Roles is happy to guide her son through his journey in the military, but she is simultaneously learning that a lot has changed since she served. Roles is seeing through the eyes of her son that things are mostly changing for the better.
“They’re definitely more aware of the fact that when they don’t let soldiers heal from injuries, they become chronic,” Roles says.
She explained that when she was serving, it wasn’t uncommon for physical and mental health to be ignored. Now, she says the military is much better at managing their soldiers’ wellbeing.
After Roles left the military, she needed a job. She tried going to a small animal veterinary technical school, but after a year and a half of attending school, working upwards of 30 hours a week and raising her son, she was burnt out. So, she decided to wait to go back to school until her son was out of the house.
As soon as her son graduated, Roles returned to school to pursue a passion she never had the chance to do: architecture. She packed up her life, moved to Eugene and is now enrolled in the UO architecture school.
Likewise, Pixler decided he was finished with his adventure after four years of serving in the army and wanted to challenge himself by going back to school, too. He started out at community college and has since transferred to the UO as a history major with minors in philosophy and sociology.

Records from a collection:
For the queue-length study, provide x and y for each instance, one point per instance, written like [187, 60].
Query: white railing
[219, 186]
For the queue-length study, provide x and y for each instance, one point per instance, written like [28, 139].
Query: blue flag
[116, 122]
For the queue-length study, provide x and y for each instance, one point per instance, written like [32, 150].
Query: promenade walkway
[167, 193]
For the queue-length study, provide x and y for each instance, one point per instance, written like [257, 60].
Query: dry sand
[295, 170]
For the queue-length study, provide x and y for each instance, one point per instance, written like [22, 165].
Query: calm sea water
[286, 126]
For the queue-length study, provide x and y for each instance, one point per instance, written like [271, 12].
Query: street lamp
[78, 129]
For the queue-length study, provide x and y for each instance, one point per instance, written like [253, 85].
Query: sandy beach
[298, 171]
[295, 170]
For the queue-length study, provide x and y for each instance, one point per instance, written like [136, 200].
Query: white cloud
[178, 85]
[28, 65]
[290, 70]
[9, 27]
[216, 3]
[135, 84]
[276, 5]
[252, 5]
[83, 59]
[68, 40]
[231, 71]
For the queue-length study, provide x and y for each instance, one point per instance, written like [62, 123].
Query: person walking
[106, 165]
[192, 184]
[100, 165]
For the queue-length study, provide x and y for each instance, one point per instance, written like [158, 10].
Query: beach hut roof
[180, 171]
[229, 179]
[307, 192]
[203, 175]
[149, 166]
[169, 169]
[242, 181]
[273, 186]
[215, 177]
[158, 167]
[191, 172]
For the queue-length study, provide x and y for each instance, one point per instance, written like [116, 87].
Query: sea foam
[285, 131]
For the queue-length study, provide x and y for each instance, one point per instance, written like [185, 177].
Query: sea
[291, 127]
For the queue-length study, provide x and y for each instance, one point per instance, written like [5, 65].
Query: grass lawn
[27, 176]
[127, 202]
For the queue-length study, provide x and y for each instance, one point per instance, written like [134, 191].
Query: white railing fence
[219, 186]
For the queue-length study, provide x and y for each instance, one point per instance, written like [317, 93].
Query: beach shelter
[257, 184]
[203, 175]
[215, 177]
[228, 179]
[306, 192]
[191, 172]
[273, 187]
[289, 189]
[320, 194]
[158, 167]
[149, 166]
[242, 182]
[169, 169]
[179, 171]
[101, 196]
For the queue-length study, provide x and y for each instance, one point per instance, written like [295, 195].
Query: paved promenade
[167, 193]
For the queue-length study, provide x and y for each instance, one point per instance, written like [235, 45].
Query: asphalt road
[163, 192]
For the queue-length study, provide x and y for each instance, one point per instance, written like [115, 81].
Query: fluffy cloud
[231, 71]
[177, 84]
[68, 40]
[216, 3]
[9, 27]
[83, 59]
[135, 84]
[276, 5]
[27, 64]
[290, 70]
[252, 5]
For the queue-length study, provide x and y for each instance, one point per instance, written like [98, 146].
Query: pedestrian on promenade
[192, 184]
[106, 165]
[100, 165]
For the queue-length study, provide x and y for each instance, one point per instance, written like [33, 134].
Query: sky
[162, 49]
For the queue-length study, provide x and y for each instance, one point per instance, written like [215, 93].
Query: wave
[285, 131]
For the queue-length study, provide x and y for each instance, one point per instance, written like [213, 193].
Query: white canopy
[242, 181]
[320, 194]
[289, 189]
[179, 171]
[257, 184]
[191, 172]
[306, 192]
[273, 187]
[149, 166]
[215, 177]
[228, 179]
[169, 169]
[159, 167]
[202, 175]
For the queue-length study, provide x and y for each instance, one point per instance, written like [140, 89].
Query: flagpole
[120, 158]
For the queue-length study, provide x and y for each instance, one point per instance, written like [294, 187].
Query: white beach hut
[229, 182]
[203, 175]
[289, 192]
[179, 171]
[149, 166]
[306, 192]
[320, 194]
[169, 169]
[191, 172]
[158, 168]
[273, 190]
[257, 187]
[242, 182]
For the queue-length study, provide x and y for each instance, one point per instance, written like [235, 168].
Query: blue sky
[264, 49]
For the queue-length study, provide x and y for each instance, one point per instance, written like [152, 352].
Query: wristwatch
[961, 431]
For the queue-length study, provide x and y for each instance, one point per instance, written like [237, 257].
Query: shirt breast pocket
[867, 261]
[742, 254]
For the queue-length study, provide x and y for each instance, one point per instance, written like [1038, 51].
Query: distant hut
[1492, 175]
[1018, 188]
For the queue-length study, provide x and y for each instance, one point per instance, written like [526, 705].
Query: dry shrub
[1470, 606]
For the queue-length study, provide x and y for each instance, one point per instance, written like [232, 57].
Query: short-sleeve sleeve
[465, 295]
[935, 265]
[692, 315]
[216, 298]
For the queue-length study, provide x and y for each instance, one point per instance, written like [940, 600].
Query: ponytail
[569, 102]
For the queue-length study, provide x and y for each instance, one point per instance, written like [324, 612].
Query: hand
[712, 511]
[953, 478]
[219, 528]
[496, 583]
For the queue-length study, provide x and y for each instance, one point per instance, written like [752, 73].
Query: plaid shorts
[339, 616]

◆ **Exercise brief**: Please continue the text about Roles and Pixler after military service, beginning after its final sentence.

◆ **Exercise response**:
Pixler, like many others, didn’t realize the Veterans Center existed. When he finally found it, he thought he was too late in his college career to need it. It wasn’t until he saw a job posting for an assistant coordinator position at the center that he fully immersed himself in what it has to offer.
“I was letting self-reinforcing isolation do its work, and then I saw this job and I thought about what it was like to self-isolate,” Pixler says. “That’s why I wanted that job. I wanted to find the people who were looking for other people.”
Pixler wasn’t the only one looking for other people. In fact, loneliness seems to be a string connecting each person in the Veterans Center.
Becca Thomas had no intention of getting involved with the Veterans Center when she first started college, but her experience growing up with a military dad made her long to be surrounded by people who could understand her.
“There’s a big feeling of alienation on campus, because of traditional students not really understanding,” Thomas says.
Thomas’ dad served in the military for 18 years, 10 of which he was active duty. As a dependent, Thomas wasn’t sure if she would find a place at the center, but she says all her worries about that have subsided.
“When I was a kid, I just hated the military, because they were taking away my dad from me,” Thomas says.
Thomas still has complicated feelings towards the military, but has become increasingly passionate about helping veterans and their families get the support they need. Mostly, Thomas wants people to understand the distinction between supporting the military and veterans.
“I think for a lot of larger society, it’s really hard to separate the political issues that the military is involved with versus the people who are in the military,” Thomas says. “And as much as we can criticize why the military is doing what it’s doing, I think that it’s just as important to see the people that are really hurt by it and to support them any way you can.”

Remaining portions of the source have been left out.